* _Text to read_:
•••••
Butt Bruce!: You'd really rather look at this than the 18 folks collected in Springsteen's latest press photo.

Overcome by War

Three takes on Neil and Bruce, Bush and Seeger


Editor's note: Music writers, man, oh man! Karl Byrn bagged the Neil/Bruce gig weeks ago, and this editor womanfully knocked other writers from trees and shook them from bushes to protect Karl's stake. Then Sara Bir and Gabe Meline simply leapt down from the skies without warning, armed with the same topic. To hell with it.

Tribute albums good and bad appear with increasing frequency, and there seems to be no end in sight. Already 2006 has seen tributes to Elliott Smith, KMFDM, 7 Seconds and Morbid Angel, and tributes to EYEHATEGOD and Pet Sounds will join them before the year's close. People keep on buying the things because they provide a safe gamble, painting the familiar with at least a few degrees of unfamiliarity.
•••••
* _Jobs_:
1. In the music column, which writer first claimed the Neil/Bruce assignment?
2. Retype the passage of the music column that opens with the words containing "Tribute albums good" and closes with "degrees of unfamiliarity.", character for character.

* _Data extract_:
•••••
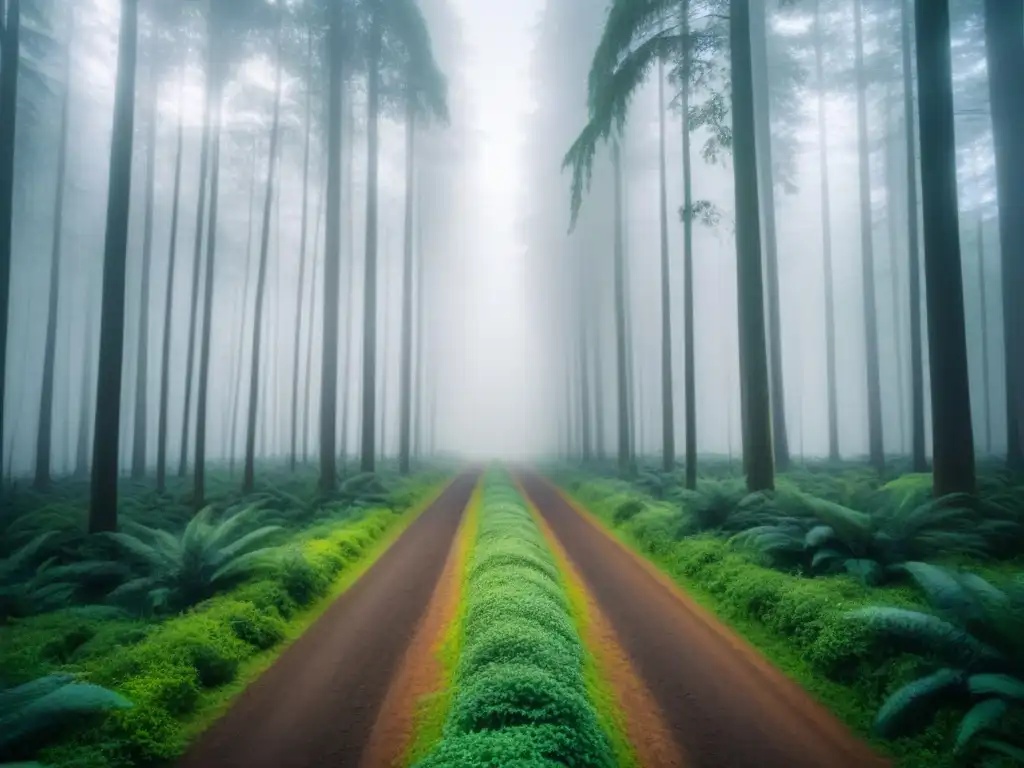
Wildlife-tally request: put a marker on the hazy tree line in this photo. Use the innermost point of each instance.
•••••
* _Response list_:
1. Karl Byrn

2.
Tribute albums good and bad appear with increasing frequency, and there seems to be no end in sight. Already 2006 has seen tributes to Elliott Smith, KMFDM, 7 Seconds and Morbid Angel, and tributes to EYEHATEGOD and Pet Sounds will join them before the year's close. People keep on buying the things because they provide a safe gamble, painting the familiar with at least a few degrees of unfamiliarity.